EXERCISE GOAL: In the passage on the Political Party Funding Act below, transcribe word for word the part that opens with the words "That’s easier said" and closes with "violence against women.".

(Beginning of PASSAGE FOR REVIEW)

This latest piece of legislation is the natural adjunct to the country’s 1996 Constitution and Bill of Rights – commended internationally as one of the most progressive in the world.

“The implementation of the Political Party Funding Act,” assured the President, “will have far-reaching consequences for good governance and ethical political activity. It will strengthen the confidence of citizens in the democratic political process and enable them to assert their right to information.”

That’s easier said than done! Some 27 years into a post-apartheid era, the Rainbow Nation’s widely acknowledged democratic gains in the first 18 years of ANC rule largely under President Nelson Mandela, started degenerating into debilitating deficits thanks largely to state capture, cronyism and corruption under the Zuma presidency.

The country is still reeling from the economic, governance and societal impact of that kleptocracy.

The Covid-19 outbreak has merely served to exacerbate an already dysfunctional democratic polity with its allegations of pandemic profiteering, pandering to party factionalism, and still defined by the politics of race, inequality, misogyny and shocking violence against women.

(End of PASSAGE FOR REVIEW)
(Beginning of DATA PROVIDED)

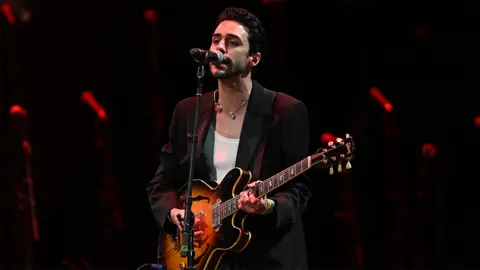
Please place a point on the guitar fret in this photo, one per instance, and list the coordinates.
(230, 206)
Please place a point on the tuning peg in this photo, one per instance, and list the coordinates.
(348, 165)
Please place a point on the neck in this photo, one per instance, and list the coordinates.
(233, 92)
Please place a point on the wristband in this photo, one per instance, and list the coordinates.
(270, 205)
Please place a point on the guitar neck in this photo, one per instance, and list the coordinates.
(270, 184)
(229, 207)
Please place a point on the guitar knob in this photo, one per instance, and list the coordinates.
(348, 165)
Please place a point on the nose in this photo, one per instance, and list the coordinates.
(221, 46)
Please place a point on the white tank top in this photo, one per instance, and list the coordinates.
(224, 155)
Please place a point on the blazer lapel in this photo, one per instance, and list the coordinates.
(205, 118)
(253, 128)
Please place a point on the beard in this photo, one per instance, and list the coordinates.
(233, 70)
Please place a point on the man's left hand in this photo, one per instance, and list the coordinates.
(251, 204)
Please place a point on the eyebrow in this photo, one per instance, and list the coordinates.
(228, 35)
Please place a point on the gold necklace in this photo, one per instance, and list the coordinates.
(219, 107)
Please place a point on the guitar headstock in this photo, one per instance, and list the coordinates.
(336, 155)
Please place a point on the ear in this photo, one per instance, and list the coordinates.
(255, 59)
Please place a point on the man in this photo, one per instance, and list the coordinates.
(234, 120)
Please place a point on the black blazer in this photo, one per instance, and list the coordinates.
(278, 238)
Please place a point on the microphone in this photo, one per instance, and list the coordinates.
(205, 56)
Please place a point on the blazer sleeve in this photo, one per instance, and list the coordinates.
(162, 189)
(291, 200)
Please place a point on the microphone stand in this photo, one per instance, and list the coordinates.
(187, 248)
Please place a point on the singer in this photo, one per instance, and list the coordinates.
(242, 124)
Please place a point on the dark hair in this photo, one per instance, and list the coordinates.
(256, 33)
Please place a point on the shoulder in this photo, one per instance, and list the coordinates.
(189, 104)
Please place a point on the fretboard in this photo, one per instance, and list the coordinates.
(266, 186)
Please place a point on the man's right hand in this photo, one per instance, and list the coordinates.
(198, 234)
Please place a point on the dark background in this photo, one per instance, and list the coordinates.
(396, 209)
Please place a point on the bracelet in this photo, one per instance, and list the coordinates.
(270, 205)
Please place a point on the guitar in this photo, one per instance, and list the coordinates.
(221, 220)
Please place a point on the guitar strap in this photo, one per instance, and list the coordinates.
(268, 118)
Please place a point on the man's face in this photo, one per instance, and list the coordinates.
(231, 39)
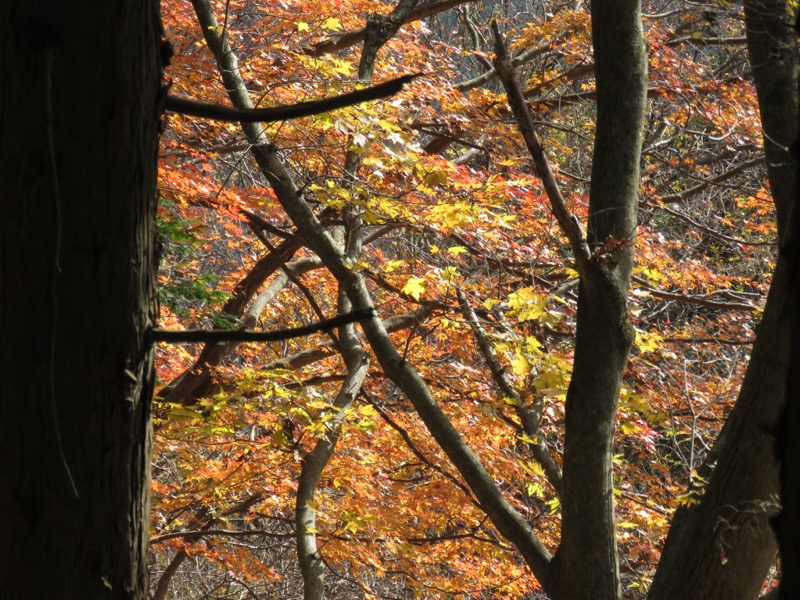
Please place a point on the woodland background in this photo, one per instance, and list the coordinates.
(300, 467)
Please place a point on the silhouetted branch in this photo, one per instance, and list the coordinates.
(242, 335)
(217, 112)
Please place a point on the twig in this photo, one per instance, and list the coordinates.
(217, 336)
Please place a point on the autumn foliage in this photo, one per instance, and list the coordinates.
(471, 275)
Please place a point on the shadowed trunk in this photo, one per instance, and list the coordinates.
(79, 117)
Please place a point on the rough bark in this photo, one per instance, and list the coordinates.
(79, 117)
(586, 563)
(724, 546)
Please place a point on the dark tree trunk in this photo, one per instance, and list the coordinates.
(79, 122)
(586, 563)
(724, 546)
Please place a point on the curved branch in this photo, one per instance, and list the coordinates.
(217, 112)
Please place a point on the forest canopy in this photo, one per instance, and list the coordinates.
(432, 450)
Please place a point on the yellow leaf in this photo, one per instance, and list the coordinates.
(415, 287)
(332, 24)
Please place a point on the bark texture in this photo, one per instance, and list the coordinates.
(79, 117)
(586, 563)
(724, 546)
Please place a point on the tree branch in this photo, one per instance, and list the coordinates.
(217, 112)
(217, 336)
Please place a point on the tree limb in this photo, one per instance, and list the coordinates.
(217, 112)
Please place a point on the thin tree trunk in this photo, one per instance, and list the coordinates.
(724, 546)
(79, 117)
(586, 563)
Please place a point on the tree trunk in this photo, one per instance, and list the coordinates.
(79, 117)
(586, 563)
(724, 546)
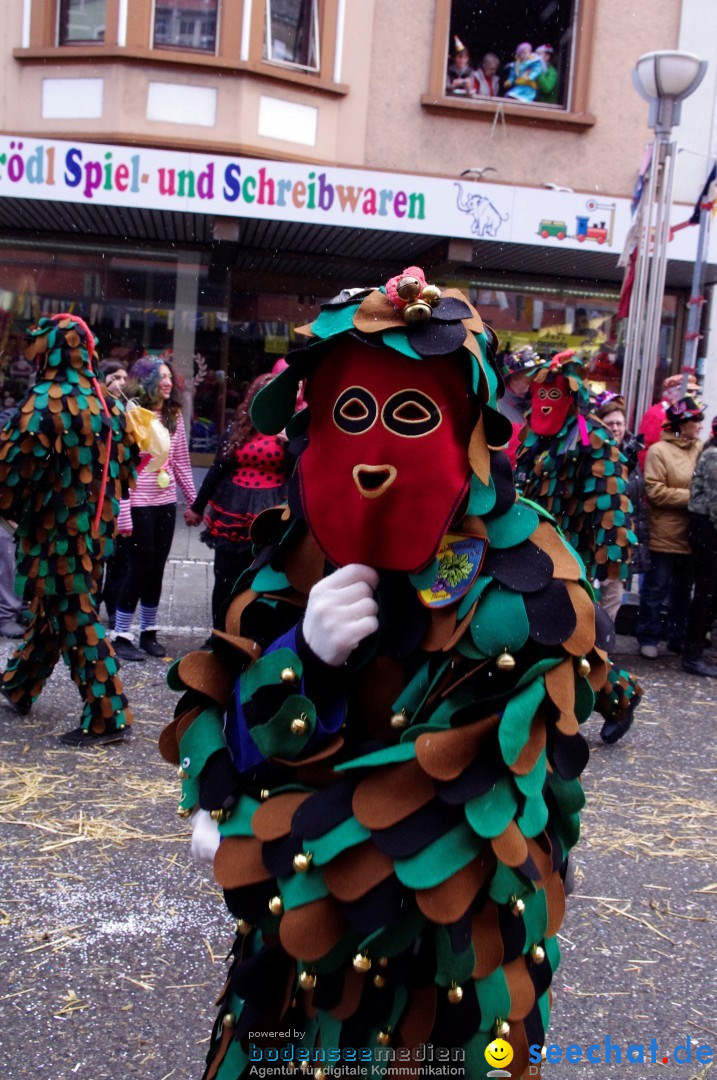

(End of DATA PROVIDED)

OUTPUT FOR THIS TASK:
That’s easier said than done! Some 27 years into a post-apartheid era, the Rainbow Nation’s widely acknowledged democratic gains in the first 18 years of ANC rule largely under President Nelson Mandela, started degenerating into debilitating deficits thanks largely to state capture, cronyism and corruption under the Zuma presidency.

The country is still reeling from the economic, governance and societal impact of that kleptocracy.

The Covid-19 outbreak has merely served to exacerbate an already dysfunctional democratic polity with its allegations of pandemic profiteering, pandering to party factionalism, and still defined by the politics of race, inequality, misogyny and shocking violence against women.